**Work task 1**
In the text about Robert Sapolsky's interview, what age does Sapolsky say he is now?
**Work task 2**
Continue the text about Robert Sapolsky's interview, starting after its last sentence.

**Text block**
====

Another kind of downshifting

Robert Sapolsky has an extremely interesting interview in Edge where he covers a lot of fascinating stuff. The whole interview is well worth a careful read, but the bits that really caught my interest and that I’ve quoted at length, begins:
“For the humans who would like to know what it takes to be an alpha man?if I were 25 and asked that question I would certainly say competitive prowess is important?balls, translated into the more abstractly demanding social realm of humans. What’s clear to me now at 45 is, screw the alpha male stuff. Go for an alternative strategy. Go for the social affiliation, build relationships with females, don’t waste your time trying to figure out how to be the most adept socially cagy male-male competitor. Amazingly enough that’s not what pays off in that system. Go for the affiliative stuff and bypass the male crap. I could not have said that when I was 25.”

He goes on to explain:
“The typical male baboon career trajectory is to fight your way to the top while building some good coalitional skills. When you’re relatively high-ranking and if you’re going to stay up there, you switch from physical prowess to psychological intimidation and social skills. But eventually it catches up with you and you finally get into a key fight and get killed or crippled or are utterly defeated and you crash way down. However, every decade you’ll get some guy who’s fought his way up, and six months into his ascendancy suddenly decides, “Who needs this?” and voluntarily walks away from it. They seem to have some sort of epiphanal mid-life crisis and go on to spend the rest of their lives hanging out with infants and forming social attachments with females.

====

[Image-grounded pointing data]
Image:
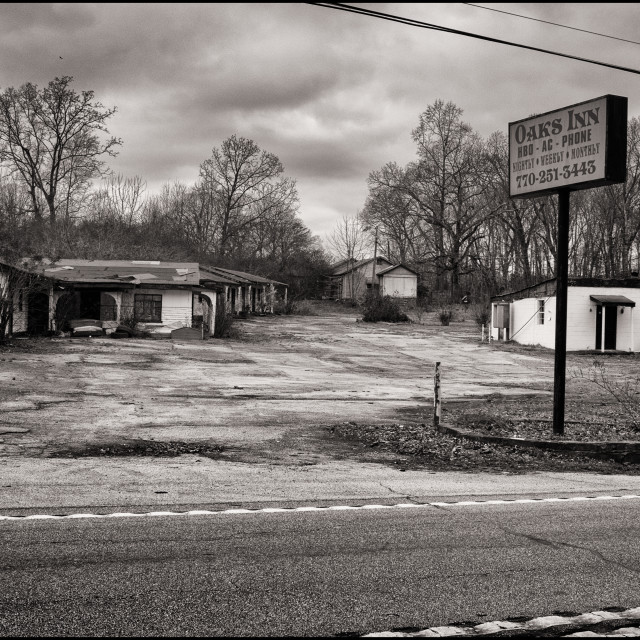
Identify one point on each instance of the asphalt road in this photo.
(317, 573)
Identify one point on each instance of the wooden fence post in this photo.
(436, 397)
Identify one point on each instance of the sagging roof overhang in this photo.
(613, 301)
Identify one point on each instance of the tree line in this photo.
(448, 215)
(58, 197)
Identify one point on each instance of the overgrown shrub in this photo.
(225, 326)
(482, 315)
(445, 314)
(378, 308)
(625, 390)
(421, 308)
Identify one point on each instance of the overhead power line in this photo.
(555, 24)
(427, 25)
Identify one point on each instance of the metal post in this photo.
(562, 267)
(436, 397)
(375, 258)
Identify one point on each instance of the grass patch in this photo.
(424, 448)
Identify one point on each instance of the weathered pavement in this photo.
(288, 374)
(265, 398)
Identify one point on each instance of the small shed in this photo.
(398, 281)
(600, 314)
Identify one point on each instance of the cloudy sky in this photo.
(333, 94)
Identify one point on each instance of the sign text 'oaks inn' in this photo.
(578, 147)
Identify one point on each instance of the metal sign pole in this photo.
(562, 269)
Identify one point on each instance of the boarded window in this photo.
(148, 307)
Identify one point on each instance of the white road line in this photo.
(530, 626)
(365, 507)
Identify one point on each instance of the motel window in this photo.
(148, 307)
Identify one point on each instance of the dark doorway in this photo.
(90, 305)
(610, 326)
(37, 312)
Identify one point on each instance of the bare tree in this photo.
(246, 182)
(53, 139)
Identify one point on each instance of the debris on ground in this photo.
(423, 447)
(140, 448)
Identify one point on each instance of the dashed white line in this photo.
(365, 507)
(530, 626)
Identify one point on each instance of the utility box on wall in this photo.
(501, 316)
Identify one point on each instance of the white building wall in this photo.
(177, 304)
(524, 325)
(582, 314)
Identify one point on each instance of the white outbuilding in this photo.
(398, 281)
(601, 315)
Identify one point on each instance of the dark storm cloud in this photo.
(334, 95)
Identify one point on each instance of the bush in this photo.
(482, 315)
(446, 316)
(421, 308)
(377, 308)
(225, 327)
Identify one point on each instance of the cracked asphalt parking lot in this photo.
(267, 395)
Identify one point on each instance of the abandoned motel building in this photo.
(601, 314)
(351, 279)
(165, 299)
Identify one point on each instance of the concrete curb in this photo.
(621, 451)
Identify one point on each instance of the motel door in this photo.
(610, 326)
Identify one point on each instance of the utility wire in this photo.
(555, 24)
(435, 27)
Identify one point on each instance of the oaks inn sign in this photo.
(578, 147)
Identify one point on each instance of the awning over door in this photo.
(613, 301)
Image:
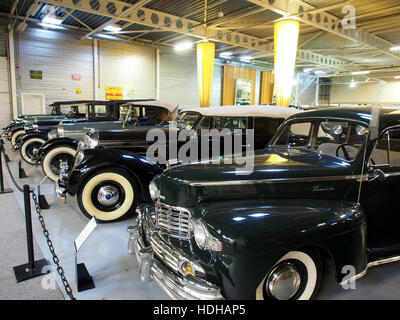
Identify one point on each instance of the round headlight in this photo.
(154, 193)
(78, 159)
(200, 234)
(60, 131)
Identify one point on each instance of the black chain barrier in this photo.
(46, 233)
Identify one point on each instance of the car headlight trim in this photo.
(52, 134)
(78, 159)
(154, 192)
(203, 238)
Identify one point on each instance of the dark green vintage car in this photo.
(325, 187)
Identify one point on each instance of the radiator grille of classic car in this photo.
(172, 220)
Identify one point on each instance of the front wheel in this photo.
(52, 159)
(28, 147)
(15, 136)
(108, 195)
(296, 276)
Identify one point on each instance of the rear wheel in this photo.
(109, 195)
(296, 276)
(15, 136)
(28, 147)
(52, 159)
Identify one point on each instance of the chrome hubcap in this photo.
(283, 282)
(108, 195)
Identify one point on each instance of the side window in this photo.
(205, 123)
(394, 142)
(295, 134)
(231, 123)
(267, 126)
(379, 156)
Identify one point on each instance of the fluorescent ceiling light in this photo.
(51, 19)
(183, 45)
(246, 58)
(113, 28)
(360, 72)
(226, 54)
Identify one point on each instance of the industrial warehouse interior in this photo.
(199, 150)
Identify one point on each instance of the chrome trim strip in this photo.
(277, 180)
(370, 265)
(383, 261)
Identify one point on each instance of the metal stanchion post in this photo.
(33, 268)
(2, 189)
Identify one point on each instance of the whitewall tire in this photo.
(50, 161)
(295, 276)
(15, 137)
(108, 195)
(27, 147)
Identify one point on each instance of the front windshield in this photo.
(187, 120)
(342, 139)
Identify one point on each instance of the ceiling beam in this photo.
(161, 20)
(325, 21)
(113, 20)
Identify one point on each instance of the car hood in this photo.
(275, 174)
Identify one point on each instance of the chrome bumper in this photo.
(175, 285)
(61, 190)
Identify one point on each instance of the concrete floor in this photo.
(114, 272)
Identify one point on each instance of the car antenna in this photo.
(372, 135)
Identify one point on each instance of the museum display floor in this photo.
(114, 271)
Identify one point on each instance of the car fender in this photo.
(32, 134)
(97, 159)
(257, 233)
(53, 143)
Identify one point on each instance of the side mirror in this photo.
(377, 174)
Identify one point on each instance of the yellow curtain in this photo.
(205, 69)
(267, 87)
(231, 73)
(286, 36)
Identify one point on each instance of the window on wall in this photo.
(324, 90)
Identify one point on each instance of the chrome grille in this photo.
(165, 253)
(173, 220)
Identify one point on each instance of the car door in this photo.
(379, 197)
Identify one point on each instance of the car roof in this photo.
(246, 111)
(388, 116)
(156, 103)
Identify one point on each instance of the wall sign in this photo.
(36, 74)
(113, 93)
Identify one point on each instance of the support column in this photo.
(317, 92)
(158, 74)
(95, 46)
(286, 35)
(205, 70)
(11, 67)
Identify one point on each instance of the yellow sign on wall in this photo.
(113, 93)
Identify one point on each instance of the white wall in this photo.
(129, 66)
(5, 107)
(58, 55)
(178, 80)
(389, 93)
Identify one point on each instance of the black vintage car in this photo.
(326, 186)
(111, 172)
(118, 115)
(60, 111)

====

**Answer area 1**
45

**Answer area 2**
Ten years ago the evolutionary community would have had a derisive response to this, saying that while this may be terrific, it’s not a very successful adaptive strategy because this guy is walking away from the competitive world of maximizing his reproductive success. Now, however, genetic studies are beginning to show that these guys out-reproduce the slash-and-burn competitive guys, because they last for years afterward without getting seriously injured and form this female affiliate…”

“According to an unexpected finding called female choice it turns out that females have a hell of a lot of control over who they’re mating with, and, irrationally enough, they like to mate with guys that are nice to them! You see this dynamic when some guy from the male-male competitive world pops out and is supposed to be her mate. She wants to run off to the bushes with Alan Alda, and manipulates the social situation to pull this off.
A handful of these guys simply walked away from it over the years.(…) They had the lowest stress hormone levels you’ve ever seen in male baboons, and outlived their cohorts. The fact that this alternative strategy is actually the more adaptive one is one of the good bits of news to come out of primatology in quite some time. If that’s the future of primates, this planet is going to be in great shape in a couple of million years.”